# Smoked Salmon



## OldSmoke (Dec 7, 2021)

I did another test smoke this morning with the PID and convection fan modification on my propane smoker. Using Costco frozen salmon, just a simple soy sauce, apple juice brine for four hours, over night uncovered, and about four hours smoking over a blend of hickory then apple, with a light basting of maple syrup. The white in the photo was where the probe was inserted.








It is my best batch to date. Mrs Smoke was amazed at how moist it is. It was hard to stop sampling. I served it on sourdough crisps with cream cheese. And champagne.







I am sold on both of the modifications. I am convinced the convection fan is a game changer.


----------



## jcam222 (Dec 7, 2021)

Looks mouthwatering!! I’d love some.


----------



## TNJAKE (Dec 7, 2021)

Man that looks amazing. Pour me up 6 glasses of champagne and I'll take care of the leftover salmon!


----------



## cmayna (Dec 7, 2021)

El-Yummo!


----------



## gmc2003 (Dec 7, 2021)

Looks mighty fine to me. Jake can have my champagne I'll take the salmon.

Chris


----------



## DougE (Dec 7, 2021)

Dang, that's some awesome looking salmon.


----------



## bauchjw (Dec 7, 2021)

Perfect looking Salmon! Man my mouth is watering!


----------



## Bearcarver (Dec 8, 2021)

Great Looking Salmon!!
Haven't had for awhile!
Like.

Bear


----------



## uncle eddie (Dec 8, 2021)

Awesome stuff!  It looks delicious on this side of the screen.

What does the added fan do for you?  Eliminate hot spots?

[Recorded data]:
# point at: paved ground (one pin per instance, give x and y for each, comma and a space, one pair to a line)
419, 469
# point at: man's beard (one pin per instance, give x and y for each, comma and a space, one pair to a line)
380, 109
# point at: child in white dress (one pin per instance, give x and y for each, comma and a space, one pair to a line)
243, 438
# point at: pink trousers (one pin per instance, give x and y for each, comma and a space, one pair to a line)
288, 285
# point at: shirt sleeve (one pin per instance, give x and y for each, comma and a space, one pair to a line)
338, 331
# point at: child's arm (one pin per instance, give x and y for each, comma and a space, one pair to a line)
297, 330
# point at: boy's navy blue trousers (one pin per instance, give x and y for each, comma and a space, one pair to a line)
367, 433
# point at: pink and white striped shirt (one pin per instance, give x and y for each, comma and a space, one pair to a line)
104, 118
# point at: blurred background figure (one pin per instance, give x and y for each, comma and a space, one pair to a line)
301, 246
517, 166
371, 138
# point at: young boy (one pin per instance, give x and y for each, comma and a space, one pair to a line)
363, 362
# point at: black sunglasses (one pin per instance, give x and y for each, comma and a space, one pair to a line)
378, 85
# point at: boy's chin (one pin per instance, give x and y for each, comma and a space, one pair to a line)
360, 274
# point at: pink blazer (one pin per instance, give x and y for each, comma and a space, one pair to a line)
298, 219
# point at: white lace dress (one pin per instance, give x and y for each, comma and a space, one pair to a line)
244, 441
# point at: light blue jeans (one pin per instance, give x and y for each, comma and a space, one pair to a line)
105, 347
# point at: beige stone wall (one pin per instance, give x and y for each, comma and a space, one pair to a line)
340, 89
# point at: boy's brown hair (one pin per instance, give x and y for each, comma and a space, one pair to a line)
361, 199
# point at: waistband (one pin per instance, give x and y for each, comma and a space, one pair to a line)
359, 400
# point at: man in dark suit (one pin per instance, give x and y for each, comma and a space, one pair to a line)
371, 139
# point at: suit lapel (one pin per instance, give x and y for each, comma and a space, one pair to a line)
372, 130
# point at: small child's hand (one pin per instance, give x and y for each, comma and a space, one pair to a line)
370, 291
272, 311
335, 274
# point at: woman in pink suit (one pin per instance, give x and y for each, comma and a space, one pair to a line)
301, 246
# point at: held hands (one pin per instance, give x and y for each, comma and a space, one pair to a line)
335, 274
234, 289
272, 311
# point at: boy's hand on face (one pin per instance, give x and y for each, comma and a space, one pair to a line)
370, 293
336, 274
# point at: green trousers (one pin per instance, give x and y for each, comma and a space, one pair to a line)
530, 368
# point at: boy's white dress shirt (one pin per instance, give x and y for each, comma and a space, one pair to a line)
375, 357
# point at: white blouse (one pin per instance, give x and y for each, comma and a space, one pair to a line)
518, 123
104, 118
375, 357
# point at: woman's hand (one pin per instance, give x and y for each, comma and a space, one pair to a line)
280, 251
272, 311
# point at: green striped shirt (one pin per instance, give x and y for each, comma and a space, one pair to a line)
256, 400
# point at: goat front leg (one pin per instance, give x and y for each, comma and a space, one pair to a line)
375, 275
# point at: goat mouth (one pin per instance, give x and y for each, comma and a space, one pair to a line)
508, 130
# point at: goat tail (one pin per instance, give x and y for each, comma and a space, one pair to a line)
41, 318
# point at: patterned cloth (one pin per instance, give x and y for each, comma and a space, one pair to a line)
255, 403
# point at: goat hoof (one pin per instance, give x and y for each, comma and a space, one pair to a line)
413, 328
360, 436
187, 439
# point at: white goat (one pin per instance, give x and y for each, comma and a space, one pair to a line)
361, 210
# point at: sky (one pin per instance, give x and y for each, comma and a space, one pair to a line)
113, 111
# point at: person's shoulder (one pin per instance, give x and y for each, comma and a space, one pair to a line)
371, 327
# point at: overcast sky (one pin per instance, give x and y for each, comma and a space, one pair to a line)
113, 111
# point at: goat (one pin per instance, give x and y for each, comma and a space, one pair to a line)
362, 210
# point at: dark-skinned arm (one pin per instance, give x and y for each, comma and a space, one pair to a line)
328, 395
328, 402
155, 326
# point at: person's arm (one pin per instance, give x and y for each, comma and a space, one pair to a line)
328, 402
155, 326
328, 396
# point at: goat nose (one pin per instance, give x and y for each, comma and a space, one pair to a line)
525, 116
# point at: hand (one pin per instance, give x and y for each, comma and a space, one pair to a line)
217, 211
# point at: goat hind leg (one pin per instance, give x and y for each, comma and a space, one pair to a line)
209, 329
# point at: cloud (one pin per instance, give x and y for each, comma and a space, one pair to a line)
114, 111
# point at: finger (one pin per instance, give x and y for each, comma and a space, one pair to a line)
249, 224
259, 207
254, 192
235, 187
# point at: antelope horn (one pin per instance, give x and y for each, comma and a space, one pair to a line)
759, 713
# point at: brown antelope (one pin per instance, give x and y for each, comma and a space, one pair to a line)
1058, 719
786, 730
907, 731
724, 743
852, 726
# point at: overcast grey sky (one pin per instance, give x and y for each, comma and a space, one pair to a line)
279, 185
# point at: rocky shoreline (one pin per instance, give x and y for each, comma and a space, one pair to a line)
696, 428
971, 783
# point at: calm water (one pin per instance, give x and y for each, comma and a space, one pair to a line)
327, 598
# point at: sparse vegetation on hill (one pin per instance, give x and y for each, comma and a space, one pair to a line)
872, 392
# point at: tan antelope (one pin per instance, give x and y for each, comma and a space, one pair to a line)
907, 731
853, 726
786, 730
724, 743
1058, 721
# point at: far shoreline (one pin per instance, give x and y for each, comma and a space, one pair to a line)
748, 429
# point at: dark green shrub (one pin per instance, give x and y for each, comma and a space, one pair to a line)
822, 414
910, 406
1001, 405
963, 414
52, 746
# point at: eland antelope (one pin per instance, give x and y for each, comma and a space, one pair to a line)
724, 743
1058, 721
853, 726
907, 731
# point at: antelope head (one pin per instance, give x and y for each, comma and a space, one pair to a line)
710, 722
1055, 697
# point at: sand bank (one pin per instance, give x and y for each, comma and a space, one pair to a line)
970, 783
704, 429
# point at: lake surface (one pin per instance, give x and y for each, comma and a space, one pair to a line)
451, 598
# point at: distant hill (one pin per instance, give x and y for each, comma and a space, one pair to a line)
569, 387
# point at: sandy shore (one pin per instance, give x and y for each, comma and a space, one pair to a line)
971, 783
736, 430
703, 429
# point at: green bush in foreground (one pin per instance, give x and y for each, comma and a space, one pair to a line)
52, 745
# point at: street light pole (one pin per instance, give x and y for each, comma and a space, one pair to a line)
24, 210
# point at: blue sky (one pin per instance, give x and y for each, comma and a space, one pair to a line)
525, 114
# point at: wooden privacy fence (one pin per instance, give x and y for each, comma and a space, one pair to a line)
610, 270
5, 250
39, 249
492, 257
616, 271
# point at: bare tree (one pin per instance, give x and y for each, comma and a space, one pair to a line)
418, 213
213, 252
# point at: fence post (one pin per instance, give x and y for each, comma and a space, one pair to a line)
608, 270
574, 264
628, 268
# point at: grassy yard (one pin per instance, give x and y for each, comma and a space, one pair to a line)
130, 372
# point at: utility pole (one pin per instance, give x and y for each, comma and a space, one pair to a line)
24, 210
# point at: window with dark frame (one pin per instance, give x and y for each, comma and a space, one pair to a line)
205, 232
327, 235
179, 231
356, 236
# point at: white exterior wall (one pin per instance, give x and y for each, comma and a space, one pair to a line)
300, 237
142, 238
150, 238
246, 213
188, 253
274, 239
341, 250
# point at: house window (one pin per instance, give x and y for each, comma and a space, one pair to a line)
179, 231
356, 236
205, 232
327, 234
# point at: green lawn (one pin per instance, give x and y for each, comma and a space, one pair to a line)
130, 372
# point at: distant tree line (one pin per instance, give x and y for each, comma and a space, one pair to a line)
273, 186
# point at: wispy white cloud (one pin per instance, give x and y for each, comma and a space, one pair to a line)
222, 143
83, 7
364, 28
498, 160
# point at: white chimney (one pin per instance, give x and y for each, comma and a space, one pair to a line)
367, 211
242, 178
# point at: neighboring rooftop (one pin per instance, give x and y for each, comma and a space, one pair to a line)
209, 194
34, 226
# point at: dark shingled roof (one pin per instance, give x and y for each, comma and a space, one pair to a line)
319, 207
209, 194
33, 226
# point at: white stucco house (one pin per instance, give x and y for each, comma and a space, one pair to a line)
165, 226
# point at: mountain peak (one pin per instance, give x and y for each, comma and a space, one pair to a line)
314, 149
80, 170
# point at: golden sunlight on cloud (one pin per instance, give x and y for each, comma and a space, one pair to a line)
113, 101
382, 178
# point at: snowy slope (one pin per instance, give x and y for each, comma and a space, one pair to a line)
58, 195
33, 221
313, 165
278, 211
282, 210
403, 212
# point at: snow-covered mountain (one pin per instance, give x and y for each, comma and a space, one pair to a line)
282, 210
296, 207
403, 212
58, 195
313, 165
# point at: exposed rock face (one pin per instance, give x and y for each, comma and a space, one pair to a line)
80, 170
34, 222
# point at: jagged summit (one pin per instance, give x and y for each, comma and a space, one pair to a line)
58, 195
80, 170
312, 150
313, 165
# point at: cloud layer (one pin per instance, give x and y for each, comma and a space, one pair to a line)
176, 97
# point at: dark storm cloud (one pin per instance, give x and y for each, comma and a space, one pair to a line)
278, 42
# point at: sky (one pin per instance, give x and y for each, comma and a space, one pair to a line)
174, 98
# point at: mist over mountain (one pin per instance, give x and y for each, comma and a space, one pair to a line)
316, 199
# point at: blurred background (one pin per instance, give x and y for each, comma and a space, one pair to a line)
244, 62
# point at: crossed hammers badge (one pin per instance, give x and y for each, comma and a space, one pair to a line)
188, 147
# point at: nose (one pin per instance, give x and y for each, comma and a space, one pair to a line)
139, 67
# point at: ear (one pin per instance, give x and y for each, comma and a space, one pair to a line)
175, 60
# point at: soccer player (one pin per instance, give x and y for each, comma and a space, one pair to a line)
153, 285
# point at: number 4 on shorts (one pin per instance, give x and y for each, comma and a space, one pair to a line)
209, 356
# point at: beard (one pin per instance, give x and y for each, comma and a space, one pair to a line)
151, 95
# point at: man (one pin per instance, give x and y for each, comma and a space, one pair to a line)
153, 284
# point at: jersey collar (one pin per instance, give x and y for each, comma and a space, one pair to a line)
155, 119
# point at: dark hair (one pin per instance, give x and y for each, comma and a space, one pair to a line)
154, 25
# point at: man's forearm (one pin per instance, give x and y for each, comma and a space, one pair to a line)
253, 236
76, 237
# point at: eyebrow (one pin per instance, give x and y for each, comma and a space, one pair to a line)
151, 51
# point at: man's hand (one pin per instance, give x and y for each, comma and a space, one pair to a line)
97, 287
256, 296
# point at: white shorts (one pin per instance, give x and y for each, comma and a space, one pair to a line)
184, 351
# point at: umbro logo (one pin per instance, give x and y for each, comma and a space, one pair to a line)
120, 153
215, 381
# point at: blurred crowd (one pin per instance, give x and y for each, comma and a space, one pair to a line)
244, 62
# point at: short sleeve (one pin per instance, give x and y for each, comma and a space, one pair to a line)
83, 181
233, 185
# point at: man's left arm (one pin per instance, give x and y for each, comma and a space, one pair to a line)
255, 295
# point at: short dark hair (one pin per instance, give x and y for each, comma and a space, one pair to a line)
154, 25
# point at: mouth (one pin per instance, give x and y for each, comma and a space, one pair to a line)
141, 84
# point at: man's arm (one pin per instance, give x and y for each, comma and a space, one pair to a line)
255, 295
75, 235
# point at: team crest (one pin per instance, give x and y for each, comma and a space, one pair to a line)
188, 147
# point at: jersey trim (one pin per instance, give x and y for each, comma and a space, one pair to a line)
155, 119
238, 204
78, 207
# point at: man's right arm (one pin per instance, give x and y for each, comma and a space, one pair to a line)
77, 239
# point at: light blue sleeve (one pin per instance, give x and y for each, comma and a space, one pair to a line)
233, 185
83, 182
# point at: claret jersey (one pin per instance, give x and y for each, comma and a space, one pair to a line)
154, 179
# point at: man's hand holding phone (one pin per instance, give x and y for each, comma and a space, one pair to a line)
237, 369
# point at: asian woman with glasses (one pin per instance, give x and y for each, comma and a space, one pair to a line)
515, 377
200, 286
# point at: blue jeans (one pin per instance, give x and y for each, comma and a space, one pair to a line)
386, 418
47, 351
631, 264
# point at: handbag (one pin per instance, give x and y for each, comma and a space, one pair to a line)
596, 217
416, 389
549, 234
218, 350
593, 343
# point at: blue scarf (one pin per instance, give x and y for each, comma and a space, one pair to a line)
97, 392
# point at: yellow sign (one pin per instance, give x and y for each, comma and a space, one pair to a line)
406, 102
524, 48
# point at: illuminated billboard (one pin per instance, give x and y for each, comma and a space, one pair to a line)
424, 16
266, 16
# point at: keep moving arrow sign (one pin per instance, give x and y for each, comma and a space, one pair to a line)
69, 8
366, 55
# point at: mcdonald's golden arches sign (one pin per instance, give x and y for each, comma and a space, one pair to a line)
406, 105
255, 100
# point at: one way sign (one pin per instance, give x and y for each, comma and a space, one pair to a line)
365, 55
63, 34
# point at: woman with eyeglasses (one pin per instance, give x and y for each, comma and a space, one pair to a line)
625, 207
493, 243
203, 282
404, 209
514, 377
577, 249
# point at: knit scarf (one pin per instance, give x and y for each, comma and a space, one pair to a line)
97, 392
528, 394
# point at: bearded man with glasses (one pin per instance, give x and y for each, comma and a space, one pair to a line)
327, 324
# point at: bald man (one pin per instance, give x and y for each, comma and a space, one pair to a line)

[Written exercise A]: In the smoked salmon thread, what did OldSmoke serve the salmon on?
[Written exercise B]: Give again, word for word, the stretch of the smoked salmon thread from "## gmc2003 (Dec" through "awesome looking salmon.".
[Written exercise C]: Carry on the smoked salmon forum thread from the point where it stops.

[Reply A]: Sourdough crisps with cream cheese.

[Reply B]:
## gmc2003 (Dec 7, 2021)

Looks mighty fine to me. Jake can have my champagne I'll take the salmon.

Chris


----------



## DougE (Dec 7, 2021)

Dang, that's some awesome looking salmon.

[Reply C]:
FWIW - My wife likes smoked salmon so much she has figured out how to use my MES40.


----------



## SmokinAl (Dec 8, 2021)

I’m not a fan of Champagne, but a glass of Johnny Black would really go good with your salmon!
It really looks delicious!
Al


----------



## OldSmoke (Dec 8, 2021)

uncle eddie said:


> What does the added fan do for you? Eliminate hot spots?









Thanks for the like! The convection fan does even out the temps in the cabinet and helps distribute the smoke. In these cabinets, the smoke tends to follow up the back wall and out the rear vent.

I am guessing that the fan may also improve bark formation. I am going to test that idea tonight on a ribeye.

I also think it will help jerky dry more evenly. I’ll be testing that this weekend.


----------



## crazymoon (Dec 8, 2021)

OS, Looks delicious !


----------



## Cody_Mack (Dec 8, 2021)

Beautiful! Smoked at what temp?

Rick


----------



## OldSmoke (Dec 8, 2021)

Cody_Mack said:


> Beautiful! Smoked at what temp?
> 
> Rick



I ramped from 100* to 200* in four steps.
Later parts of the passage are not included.